> _SUPPLIED PASSAGE_:
%%
An events coordinator from Dreamhack reached out to us in August asking if we were interested in attending Dreamhack Atlanta. You probably know Dreamhack from their large presence in eSports and competitive gaming, but the event has recently expanded into other areas. This includes their Indie Playground, where students and indie developers can showcase their work. There is an application process, but the selected games would be given complimentary booth space and internet for the duration of the event.
This was big for us, since we were still recovering from the amount of money we had to spend on PAX West. There were also some unique opportunities that we hadn’t had at other events. We ended up applying to a livestream where we got to play our game with the hosts, and to the game pitch championship, which allowed us to put our pitch through its paces and get feedback from judges.
Dreamhack ran pretty similarly to other conventions we’ve been to. Our team flew down two days before the event so that we could spend all of Thursday to setup and prepare, but we only ended up needing one morning to get everything ready. Our setup is pretty simple: we use a rollup banner with our game name, logo, and website, some business cards, and a display. We also have a laptop and a couple controllers, but we take those with us at the end of the exhibition hours.
%%
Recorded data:
%%
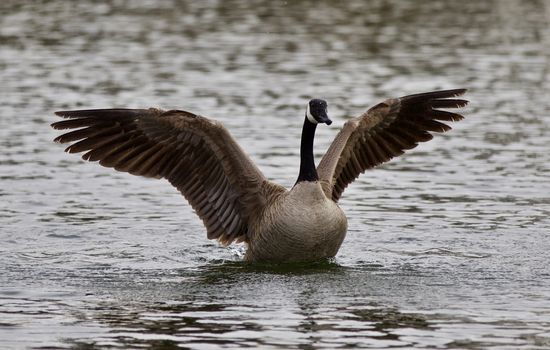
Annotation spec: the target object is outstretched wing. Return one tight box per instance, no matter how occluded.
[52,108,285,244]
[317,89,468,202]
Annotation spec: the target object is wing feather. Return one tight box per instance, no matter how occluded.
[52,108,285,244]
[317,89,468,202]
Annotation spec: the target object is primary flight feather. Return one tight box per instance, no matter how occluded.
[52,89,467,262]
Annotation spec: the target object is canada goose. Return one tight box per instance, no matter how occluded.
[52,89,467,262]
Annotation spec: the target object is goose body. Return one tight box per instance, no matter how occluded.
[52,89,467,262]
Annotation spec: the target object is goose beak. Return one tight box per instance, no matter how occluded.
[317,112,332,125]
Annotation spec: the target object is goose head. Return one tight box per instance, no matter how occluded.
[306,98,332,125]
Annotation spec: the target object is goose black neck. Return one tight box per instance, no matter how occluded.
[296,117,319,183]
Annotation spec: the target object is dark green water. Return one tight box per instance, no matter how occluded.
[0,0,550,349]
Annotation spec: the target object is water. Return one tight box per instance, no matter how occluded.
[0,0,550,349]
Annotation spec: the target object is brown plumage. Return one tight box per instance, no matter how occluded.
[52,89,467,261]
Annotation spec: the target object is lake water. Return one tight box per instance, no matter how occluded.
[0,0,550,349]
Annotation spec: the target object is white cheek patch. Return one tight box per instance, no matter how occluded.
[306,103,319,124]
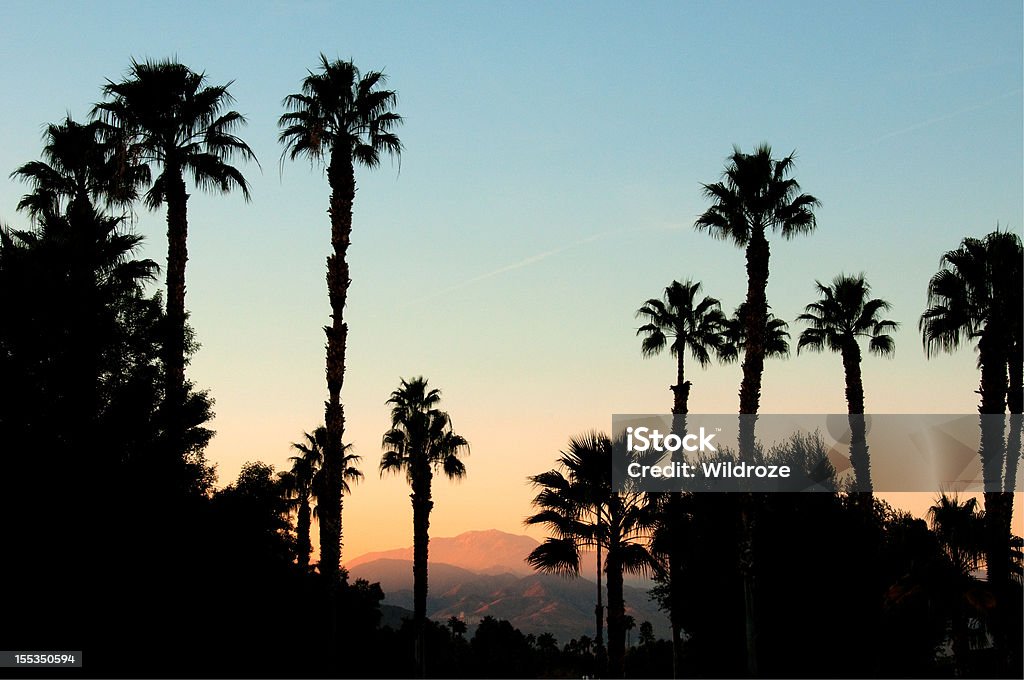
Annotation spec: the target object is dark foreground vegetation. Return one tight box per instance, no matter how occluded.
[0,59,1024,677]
%%
> _TASKS TO PERFORM_:
a) In the Dreamhack passage, how many days before the event did the team fly down?
b) Return everything in the Dreamhack passage from "This was big" down to "the exhibition hours.".
c) Resume the Dreamhack passage from where it stops.
These lines are separate material and are not part of the Dreamhack passage.

> _ANSWERS FOR EACH ITEM_:
a) Two days before the event.

b)
This was big for us, since we were still recovering from the amount of money we had to spend on PAX West. There were also some unique opportunities that we hadn’t had at other events. We ended up applying to a livestream where we got to play our game with the hosts, and to the game pitch championship, which allowed us to put our pitch through its paces and get feedback from judges.
Dreamhack ran pretty similarly to other conventions we’ve been to. Our team flew down two days before the event so that we could spend all of Thursday to setup and prepare, but we only ended up needing one morning to get everything ready. Our setup is pretty simple: we use a rollup banner with our game name, logo, and website, some business cards, and a display. We also have a laptop and a couple controllers, but we take those with us at the end of the exhibition hours.

c)
After a few shows, you figure out what you need, and figure out that duct tape and power strips are more valuable than gold. For small games like ours, we’d highly recommend keeping things light and owning one or two key pieces of signage that really show off your game. Also, have something to give out. We like buttons, but business cards can be surprisingly effective and cheap. I don’t personally advocate for postcards or larger prints, as they get folded, thrown away, lost, or destroyed. If you can get all of your important info to fit on a business card, you have a much higher chance that it will survive the trip home with an attendee.
The killer for keeping a light setup, though, is figuring out how to get a TV to another state. We’ve tried various things, but haven’t found a one size fits all solution. For this show, we actually decided to rent from the venue after our other options fell through. We lucked out here, and prices were pretty reasonable for the size and quality of the display we ended up with. After our setup was finished, we took the rest of the day off to just explore the city (we recommend Ted’s Montana Grill and Arepa Mia).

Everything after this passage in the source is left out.